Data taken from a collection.
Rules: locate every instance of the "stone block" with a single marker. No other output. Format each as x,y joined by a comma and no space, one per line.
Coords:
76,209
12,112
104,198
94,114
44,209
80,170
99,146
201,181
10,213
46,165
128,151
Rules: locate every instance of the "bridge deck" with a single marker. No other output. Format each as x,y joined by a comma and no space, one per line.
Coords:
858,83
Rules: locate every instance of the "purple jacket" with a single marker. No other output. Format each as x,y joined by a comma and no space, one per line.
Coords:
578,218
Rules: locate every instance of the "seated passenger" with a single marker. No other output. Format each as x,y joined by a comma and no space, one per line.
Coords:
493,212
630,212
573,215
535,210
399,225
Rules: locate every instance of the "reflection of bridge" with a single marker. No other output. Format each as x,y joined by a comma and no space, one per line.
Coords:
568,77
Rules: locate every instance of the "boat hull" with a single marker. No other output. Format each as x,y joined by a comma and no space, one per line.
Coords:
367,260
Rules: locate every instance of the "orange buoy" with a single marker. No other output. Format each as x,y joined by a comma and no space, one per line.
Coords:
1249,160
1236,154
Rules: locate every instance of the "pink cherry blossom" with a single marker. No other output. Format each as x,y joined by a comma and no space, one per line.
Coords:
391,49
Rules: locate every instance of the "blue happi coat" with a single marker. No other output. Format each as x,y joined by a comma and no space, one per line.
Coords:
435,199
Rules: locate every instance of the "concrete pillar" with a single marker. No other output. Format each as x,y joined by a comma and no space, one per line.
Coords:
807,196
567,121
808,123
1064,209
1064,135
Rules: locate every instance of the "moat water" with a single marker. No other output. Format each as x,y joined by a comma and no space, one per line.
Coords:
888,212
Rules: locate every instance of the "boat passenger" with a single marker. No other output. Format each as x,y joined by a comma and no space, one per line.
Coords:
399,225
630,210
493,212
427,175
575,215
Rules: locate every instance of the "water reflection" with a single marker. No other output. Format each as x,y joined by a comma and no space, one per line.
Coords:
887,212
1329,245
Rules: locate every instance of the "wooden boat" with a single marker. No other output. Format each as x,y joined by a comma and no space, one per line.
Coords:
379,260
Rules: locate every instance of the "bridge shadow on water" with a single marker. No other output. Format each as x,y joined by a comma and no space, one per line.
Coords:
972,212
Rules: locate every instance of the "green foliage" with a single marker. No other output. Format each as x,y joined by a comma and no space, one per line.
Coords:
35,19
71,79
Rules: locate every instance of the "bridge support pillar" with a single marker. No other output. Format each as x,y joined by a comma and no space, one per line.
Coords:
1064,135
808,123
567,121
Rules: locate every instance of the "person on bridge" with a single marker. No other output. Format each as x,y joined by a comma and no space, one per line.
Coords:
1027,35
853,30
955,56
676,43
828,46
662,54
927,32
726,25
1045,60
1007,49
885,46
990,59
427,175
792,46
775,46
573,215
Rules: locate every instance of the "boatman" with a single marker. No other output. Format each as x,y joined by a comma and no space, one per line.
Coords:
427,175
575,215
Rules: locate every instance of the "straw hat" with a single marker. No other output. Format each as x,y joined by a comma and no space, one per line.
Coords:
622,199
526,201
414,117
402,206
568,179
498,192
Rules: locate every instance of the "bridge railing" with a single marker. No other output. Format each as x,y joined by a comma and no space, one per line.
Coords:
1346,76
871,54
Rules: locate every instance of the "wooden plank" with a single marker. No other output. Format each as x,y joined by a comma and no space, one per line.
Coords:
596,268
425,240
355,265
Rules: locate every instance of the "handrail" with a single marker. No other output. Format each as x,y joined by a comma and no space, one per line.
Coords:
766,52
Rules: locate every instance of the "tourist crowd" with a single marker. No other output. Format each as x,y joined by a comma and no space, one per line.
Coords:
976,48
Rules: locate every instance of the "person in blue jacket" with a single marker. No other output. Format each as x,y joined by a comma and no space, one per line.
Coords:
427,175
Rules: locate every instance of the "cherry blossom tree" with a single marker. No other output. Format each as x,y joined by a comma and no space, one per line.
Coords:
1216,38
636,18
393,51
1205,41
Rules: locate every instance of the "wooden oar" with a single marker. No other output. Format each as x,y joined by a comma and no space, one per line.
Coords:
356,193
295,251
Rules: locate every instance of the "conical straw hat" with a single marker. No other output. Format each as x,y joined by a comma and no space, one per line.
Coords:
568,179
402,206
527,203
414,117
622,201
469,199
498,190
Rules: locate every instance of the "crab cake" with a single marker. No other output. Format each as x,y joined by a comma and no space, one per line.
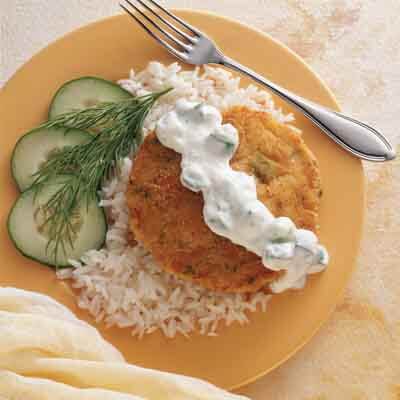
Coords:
168,219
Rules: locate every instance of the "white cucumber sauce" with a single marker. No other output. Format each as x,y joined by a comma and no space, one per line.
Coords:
231,208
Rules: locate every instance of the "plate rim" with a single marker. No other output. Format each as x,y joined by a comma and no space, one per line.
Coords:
340,293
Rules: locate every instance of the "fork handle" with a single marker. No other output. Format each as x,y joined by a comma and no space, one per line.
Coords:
356,137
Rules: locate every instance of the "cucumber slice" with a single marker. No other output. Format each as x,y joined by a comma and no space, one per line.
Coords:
85,92
36,146
25,227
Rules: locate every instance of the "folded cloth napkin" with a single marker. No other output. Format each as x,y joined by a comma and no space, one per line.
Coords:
48,353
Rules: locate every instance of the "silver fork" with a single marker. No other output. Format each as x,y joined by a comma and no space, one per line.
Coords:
191,46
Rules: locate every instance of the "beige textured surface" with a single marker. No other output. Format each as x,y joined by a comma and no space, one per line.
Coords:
354,45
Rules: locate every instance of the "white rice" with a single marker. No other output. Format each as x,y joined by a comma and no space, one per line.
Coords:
120,284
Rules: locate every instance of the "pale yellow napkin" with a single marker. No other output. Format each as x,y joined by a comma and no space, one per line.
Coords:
47,353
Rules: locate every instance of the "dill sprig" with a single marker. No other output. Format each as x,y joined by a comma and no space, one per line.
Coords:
80,170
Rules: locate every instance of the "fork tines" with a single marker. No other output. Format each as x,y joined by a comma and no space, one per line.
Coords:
177,37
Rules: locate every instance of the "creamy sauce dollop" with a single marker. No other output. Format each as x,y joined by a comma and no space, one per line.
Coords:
231,208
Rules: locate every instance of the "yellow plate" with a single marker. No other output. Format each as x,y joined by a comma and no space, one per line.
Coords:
239,354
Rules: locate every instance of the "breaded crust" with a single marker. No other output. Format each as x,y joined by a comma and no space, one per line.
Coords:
167,218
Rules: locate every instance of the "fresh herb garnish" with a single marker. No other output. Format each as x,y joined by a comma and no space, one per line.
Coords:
85,167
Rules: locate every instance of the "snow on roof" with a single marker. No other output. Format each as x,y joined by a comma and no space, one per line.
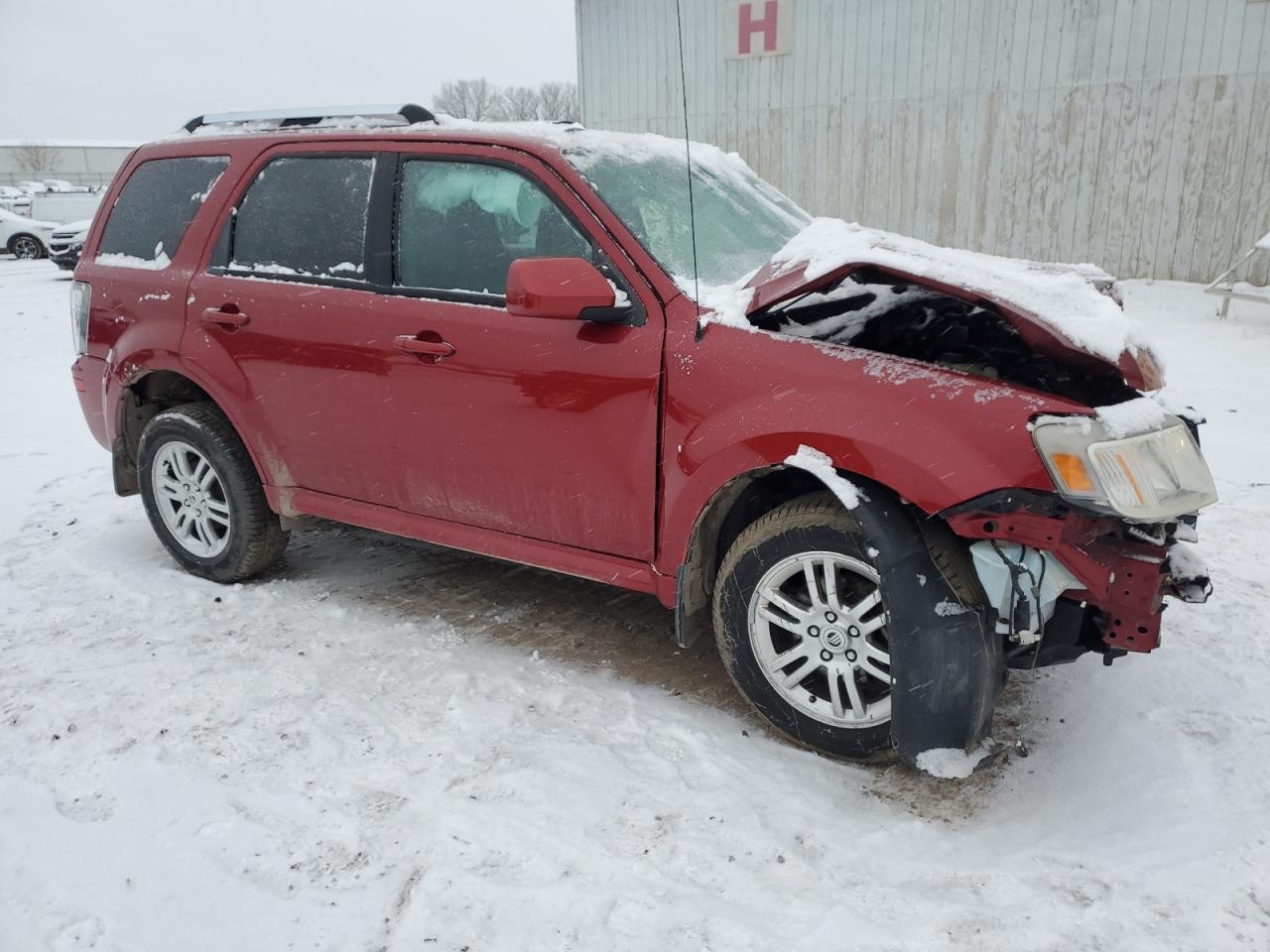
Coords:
71,143
1066,298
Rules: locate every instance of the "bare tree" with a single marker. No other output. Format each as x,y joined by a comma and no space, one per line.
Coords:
467,99
520,103
35,158
559,100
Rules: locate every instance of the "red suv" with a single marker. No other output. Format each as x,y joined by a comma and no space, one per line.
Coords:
880,471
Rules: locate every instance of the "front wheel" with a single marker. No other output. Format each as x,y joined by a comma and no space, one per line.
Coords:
852,635
203,497
26,246
803,630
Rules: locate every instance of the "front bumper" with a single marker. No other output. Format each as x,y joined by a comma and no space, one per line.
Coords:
64,257
89,376
1124,571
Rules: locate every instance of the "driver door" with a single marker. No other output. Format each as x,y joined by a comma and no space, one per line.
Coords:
534,426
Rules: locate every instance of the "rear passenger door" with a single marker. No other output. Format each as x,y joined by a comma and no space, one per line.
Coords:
286,322
540,428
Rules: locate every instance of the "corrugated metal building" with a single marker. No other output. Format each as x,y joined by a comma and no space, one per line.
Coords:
79,162
1132,134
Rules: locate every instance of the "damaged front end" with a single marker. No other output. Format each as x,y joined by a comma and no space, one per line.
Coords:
1062,581
890,312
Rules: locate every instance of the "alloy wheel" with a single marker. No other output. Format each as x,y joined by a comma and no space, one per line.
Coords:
26,248
817,626
190,499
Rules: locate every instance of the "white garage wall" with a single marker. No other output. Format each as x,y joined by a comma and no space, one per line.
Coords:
1133,134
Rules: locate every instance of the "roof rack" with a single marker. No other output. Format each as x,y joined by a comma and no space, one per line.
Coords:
312,116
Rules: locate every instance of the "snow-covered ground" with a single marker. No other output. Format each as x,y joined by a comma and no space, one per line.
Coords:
390,747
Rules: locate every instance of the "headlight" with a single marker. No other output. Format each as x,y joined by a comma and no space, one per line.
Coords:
1150,477
81,298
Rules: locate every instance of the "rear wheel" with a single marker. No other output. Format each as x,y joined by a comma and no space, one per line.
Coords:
203,497
26,246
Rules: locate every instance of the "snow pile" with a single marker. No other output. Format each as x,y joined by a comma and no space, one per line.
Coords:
117,259
951,763
948,608
1066,298
821,466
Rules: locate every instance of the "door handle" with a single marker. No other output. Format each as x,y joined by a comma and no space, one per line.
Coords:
222,317
425,348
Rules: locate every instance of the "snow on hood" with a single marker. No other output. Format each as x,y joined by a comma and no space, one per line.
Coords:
1070,301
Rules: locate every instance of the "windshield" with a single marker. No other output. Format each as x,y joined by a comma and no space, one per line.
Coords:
742,221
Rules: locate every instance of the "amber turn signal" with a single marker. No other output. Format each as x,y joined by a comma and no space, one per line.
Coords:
1071,468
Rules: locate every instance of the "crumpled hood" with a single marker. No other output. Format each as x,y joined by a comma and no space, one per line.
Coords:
1069,311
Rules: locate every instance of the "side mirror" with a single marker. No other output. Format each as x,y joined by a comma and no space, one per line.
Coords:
564,289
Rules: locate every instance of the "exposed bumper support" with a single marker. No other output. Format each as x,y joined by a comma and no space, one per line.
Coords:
1124,579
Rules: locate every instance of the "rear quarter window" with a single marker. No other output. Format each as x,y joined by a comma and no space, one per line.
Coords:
305,216
154,209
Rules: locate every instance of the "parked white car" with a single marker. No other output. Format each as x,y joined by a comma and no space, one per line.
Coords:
24,238
59,207
13,197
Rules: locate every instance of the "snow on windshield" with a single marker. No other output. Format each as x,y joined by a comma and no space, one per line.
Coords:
740,220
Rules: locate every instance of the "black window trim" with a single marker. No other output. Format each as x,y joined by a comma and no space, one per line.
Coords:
222,250
631,316
227,163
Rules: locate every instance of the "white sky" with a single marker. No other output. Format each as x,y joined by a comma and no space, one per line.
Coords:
137,68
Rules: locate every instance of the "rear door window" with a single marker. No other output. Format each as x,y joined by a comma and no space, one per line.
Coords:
154,209
460,226
305,216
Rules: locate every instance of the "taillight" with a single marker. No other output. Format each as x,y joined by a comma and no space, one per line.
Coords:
81,298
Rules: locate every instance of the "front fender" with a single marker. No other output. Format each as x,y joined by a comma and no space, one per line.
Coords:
740,400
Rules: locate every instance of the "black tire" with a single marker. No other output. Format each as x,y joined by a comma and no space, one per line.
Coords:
944,669
27,246
254,538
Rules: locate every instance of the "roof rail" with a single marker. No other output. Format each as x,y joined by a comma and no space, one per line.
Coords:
312,116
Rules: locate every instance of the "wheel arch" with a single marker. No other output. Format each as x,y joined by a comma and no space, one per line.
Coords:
149,393
751,494
13,240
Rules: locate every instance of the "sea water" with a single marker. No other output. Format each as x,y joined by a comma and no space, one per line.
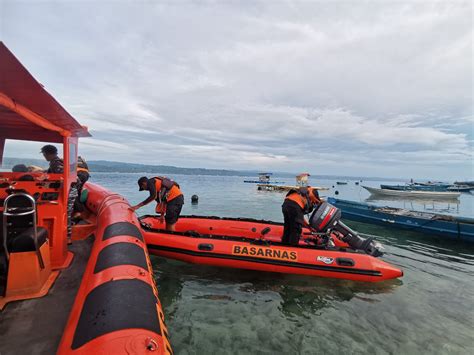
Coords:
212,310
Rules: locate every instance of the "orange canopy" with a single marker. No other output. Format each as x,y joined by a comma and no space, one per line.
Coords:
27,110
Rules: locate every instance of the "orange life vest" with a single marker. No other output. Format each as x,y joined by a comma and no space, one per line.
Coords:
304,197
82,165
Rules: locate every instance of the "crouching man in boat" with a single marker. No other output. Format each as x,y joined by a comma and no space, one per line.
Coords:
167,195
56,164
298,202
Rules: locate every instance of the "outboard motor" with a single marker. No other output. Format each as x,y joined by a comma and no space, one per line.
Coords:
327,218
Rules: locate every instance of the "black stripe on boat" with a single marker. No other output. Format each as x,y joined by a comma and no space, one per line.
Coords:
120,254
122,228
240,219
267,261
116,305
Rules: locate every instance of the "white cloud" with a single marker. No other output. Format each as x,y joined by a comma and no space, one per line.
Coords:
334,86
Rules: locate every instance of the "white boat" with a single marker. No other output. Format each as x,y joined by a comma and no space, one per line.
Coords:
414,194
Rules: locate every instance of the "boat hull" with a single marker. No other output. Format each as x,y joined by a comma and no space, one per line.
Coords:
414,194
241,248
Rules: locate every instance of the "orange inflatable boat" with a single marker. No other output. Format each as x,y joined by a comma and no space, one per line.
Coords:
255,245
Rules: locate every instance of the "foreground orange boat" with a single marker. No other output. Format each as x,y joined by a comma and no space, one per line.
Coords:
255,245
95,295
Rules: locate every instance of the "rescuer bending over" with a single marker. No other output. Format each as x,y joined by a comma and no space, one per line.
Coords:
298,202
169,198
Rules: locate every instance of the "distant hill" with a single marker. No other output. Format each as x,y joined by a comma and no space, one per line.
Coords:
105,166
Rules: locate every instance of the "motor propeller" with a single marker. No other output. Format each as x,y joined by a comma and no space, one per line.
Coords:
326,218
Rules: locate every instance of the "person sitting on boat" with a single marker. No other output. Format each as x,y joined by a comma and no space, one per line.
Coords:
298,202
56,164
167,195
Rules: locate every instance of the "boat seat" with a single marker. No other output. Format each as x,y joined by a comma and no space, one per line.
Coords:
25,241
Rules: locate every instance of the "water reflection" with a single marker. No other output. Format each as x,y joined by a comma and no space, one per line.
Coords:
296,296
450,206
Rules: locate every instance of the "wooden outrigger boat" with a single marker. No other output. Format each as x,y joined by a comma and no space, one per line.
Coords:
95,296
413,194
459,228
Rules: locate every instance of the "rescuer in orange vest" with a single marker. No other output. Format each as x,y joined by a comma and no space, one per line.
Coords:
167,195
298,202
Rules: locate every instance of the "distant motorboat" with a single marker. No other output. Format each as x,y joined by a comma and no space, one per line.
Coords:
433,183
415,187
467,183
413,194
263,178
424,222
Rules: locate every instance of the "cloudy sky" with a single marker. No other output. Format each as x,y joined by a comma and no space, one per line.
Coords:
374,88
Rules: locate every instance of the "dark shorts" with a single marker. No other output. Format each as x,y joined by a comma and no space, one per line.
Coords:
293,216
173,209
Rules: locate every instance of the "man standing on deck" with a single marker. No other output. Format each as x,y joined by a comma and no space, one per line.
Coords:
167,195
56,164
298,202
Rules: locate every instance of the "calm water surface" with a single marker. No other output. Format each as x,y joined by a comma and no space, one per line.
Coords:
211,310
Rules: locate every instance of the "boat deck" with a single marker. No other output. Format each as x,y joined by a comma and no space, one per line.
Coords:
36,326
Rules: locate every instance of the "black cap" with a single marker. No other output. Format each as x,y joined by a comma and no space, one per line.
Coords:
20,168
49,149
141,181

AIM. Tally how many lines in the listing above contain the string "vest", treating uppercase and lowercase as different. Reply with the number alone.

REPLY. 2